:: Lines of data ::
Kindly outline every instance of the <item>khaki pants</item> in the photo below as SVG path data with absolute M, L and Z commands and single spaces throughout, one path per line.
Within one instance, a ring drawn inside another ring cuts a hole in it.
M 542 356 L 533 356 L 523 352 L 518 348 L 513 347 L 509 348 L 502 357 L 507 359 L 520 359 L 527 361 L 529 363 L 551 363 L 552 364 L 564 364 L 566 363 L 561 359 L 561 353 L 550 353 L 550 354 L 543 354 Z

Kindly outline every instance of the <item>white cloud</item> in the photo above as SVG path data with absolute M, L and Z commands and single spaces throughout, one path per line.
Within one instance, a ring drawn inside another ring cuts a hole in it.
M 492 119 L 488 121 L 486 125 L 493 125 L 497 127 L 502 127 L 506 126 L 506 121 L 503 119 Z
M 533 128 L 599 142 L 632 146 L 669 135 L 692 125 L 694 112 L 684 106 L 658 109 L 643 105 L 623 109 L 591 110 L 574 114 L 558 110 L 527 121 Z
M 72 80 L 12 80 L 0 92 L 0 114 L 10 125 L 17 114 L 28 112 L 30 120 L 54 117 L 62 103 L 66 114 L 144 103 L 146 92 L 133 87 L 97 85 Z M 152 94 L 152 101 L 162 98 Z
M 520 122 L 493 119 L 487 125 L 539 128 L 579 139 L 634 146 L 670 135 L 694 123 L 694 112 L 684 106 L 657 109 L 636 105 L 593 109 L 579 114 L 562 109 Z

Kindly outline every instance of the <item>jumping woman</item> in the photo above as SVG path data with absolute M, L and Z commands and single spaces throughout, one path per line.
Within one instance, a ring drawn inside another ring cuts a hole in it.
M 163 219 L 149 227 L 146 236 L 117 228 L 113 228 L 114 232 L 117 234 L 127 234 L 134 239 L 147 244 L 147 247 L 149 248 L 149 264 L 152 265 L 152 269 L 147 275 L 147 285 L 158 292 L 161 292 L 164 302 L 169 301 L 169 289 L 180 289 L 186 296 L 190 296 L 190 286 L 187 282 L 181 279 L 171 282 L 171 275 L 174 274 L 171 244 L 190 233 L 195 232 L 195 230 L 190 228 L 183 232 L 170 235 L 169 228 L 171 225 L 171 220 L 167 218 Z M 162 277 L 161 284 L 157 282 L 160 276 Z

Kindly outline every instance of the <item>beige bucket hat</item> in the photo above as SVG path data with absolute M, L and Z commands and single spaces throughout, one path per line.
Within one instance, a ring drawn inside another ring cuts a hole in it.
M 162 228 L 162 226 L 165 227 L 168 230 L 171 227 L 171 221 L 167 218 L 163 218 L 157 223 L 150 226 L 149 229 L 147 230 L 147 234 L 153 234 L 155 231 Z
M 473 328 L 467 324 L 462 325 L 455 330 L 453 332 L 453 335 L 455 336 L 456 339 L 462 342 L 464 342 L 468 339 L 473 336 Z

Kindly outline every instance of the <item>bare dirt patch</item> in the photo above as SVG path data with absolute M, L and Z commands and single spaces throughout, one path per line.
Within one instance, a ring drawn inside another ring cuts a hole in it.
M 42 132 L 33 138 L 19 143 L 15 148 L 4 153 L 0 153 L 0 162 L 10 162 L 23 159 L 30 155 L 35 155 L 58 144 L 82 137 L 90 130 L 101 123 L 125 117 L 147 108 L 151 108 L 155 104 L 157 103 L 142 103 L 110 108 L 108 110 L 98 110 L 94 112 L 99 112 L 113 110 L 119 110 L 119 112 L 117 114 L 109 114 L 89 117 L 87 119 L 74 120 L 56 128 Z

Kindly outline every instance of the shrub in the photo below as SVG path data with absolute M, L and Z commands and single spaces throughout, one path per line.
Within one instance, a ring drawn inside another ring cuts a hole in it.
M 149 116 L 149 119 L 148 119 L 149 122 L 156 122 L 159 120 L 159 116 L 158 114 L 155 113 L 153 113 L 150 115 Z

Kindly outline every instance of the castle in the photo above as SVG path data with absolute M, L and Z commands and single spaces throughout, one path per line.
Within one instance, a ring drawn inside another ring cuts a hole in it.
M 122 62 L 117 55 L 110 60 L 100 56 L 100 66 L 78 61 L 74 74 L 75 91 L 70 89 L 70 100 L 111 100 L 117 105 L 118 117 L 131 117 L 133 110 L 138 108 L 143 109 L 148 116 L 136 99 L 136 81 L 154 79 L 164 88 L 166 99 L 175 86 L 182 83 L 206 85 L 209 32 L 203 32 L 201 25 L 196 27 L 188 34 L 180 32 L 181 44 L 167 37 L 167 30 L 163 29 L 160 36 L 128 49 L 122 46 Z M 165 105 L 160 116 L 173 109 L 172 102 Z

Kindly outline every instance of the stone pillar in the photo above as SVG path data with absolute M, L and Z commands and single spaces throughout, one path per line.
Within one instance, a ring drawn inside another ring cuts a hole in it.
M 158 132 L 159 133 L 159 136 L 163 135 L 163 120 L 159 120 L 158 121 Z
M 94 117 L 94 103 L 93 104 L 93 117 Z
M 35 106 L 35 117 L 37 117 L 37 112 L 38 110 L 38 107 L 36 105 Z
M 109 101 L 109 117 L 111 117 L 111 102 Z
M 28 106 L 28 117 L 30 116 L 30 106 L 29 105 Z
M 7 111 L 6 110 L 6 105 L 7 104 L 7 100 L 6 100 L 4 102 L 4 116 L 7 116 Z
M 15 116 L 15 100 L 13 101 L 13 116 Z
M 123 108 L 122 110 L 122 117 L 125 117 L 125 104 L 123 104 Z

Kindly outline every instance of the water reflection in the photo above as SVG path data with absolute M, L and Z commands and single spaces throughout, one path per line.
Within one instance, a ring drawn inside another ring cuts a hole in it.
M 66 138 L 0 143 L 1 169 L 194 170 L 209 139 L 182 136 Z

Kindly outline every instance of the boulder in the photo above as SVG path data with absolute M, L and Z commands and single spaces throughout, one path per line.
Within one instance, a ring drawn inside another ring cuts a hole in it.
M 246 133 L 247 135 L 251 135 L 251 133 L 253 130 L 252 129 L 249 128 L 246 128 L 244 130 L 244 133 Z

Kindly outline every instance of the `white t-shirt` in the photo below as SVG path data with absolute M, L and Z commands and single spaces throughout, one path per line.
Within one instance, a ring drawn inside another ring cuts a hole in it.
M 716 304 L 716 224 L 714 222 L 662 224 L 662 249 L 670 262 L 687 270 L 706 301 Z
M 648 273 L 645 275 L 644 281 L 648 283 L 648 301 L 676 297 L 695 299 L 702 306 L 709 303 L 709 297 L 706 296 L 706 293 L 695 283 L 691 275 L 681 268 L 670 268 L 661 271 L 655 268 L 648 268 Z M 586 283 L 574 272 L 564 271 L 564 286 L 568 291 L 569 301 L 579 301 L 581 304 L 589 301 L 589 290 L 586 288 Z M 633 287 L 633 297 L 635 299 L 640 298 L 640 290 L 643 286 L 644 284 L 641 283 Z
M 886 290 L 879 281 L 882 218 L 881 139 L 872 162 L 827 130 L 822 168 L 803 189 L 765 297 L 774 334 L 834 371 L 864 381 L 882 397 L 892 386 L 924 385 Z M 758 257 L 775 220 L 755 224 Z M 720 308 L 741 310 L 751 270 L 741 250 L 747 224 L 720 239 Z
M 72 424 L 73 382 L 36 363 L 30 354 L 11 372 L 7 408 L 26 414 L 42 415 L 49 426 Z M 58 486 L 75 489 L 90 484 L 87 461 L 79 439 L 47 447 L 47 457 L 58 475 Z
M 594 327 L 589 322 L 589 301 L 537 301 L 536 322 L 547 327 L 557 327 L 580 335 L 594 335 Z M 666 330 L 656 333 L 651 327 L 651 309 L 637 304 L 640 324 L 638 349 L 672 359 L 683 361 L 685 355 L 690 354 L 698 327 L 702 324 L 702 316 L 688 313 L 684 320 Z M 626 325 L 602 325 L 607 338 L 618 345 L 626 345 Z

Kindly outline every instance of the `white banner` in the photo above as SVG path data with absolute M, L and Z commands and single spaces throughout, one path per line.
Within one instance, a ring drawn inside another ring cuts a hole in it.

:: Written exercise ::
Please repeat verbatim the lines starting with the line with "Kindly outline every instance of the stone" and going on through the line with "M 246 133 L".

:: Written solution ::
Kindly outline every instance of the stone pillar in the photo above as SVG path data with absolute M, L and Z commands and single spaces throughout, one path per line.
Within one instance, a ring drawn inside another ring cuts a hole in it.
M 158 132 L 159 133 L 159 136 L 163 135 L 163 120 L 159 120 L 158 121 Z
M 94 117 L 94 103 L 93 104 L 93 117 Z
M 35 106 L 35 117 L 37 117 L 37 112 L 38 110 L 38 107 L 36 105 Z
M 109 101 L 109 117 L 111 117 L 111 102 Z
M 28 106 L 28 117 L 30 116 L 30 106 L 29 105 Z
M 7 111 L 6 110 L 6 105 L 7 104 L 7 100 L 6 100 L 4 102 L 4 116 L 7 116 Z
M 15 116 L 15 100 L 13 101 L 13 116 Z
M 123 108 L 122 110 L 122 117 L 125 117 L 125 104 L 123 104 Z

Kindly outline every instance of the water reflection in the photo above as SVG path data with absolute M, L and Z commands and single spaces throughout, one path per line.
Within one instance, a ring drawn inside another ring cuts a hole in it.
M 66 138 L 0 143 L 1 169 L 194 170 L 209 139 L 182 136 Z

Kindly outline every instance of the boulder in the photo above as SVG path data with absolute M, L and Z commands and single spaces throughout, one path per line.
Within one instance, a ring drawn inside another ring cuts a hole in it.
M 246 133 L 247 135 L 251 135 L 251 133 L 253 130 L 252 129 L 249 128 L 246 128 L 244 130 L 244 133 Z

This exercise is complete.